Deine Aufgabe ▸
Gib bitte aus dem folgenden Text über das Buch „Drachenväter“ die Passage wortwörtlich wieder, beginnend bei „[Historie] Drachenväter“ und endend bei „als absolute Kaufempfehlung.“.

━━━━━ Textausschnitt ━━━━━

[Historie] Drachenväter

Mit Hilfe von etwa 4684691475259 Interviews haben Konrad Lischka und Tom Hillenbrand sich daran gemacht, in Drachenväter die Ursprünge und Entwicklung unseres Lieblingshobbys nachzuzeichnen. Ein Crowdfunding in den Jahren 2013/2014 ermöglichten ihnen dieses ehrgeizige Projekt – natürlich war ich dabei…

Wenn ich das richtig sehe, ist das Buch nicht mehr regulär im Handel vertreten, aber ihr könnt auf den üblichen Wegen nicht allzu überteuert Druck-Ausgaben bekommen – es lohnt sich wirklich. Als eine Mischung aus coffee table book und Buch-um-nebenbei-mal-ein-Kapitel-zu-schmökern. Nehmt das schonmal als absolute Kaufempfehlung.

(Wenn ihr mehr über Verfügbarkeit – eventuell auch als PDF oder epub oder so wisst – immer her mit den Infos. Danke.)

━━━━━ Einträge ━━━━━

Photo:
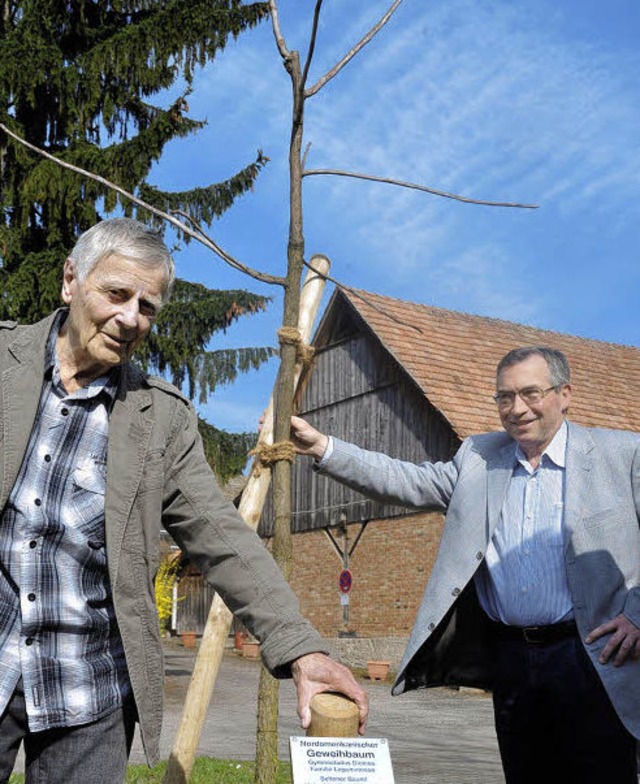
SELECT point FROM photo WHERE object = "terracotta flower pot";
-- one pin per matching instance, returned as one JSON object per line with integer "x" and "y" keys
{"x": 251, "y": 649}
{"x": 378, "y": 670}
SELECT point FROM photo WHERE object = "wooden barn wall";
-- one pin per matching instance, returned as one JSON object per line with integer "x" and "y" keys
{"x": 357, "y": 392}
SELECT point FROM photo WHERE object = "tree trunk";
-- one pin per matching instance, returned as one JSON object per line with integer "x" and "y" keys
{"x": 267, "y": 734}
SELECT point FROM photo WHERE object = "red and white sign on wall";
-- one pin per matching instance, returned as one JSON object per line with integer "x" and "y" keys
{"x": 345, "y": 581}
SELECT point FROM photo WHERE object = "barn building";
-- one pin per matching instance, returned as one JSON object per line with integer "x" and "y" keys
{"x": 411, "y": 381}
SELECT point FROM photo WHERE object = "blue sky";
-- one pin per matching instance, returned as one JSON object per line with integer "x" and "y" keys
{"x": 493, "y": 99}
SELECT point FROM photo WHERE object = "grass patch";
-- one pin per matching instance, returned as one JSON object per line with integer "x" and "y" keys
{"x": 205, "y": 771}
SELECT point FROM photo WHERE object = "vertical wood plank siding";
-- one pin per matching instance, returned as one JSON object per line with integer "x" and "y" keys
{"x": 357, "y": 392}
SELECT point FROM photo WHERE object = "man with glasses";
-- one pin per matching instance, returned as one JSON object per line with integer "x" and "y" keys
{"x": 535, "y": 593}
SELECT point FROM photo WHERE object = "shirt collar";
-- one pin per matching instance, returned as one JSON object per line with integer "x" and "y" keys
{"x": 556, "y": 451}
{"x": 108, "y": 383}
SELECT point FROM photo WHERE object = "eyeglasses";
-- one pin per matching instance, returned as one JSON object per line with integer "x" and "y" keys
{"x": 529, "y": 395}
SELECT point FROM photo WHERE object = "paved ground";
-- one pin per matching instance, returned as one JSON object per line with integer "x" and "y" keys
{"x": 437, "y": 736}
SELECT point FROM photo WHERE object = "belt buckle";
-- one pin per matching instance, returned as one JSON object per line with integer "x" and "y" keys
{"x": 531, "y": 634}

━━━━━

Erwartete Ausgabe ▸
[Historie] Drachenväter

Mit Hilfe von etwa 4684691475259 Interviews haben Konrad Lischka und Tom Hillenbrand sich daran gemacht, in Drachenväter die Ursprünge und Entwicklung unseres Lieblingshobbys nachzuzeichnen. Ein Crowdfunding in den Jahren 2013/2014 ermöglichten ihnen dieses ehrgeizige Projekt – natürlich war ich dabei…

Wenn ich das richtig sehe, ist das Buch nicht mehr regulär im Handel vertreten, aber ihr könnt auf den üblichen Wegen nicht allzu überteuert Druck-Ausgaben bekommen – es lohnt sich wirklich. Als eine Mischung aus coffee table book und Buch-um-nebenbei-mal-ein-Kapitel-zu-schmökern. Nehmt das schonmal als absolute Kaufempfehlung.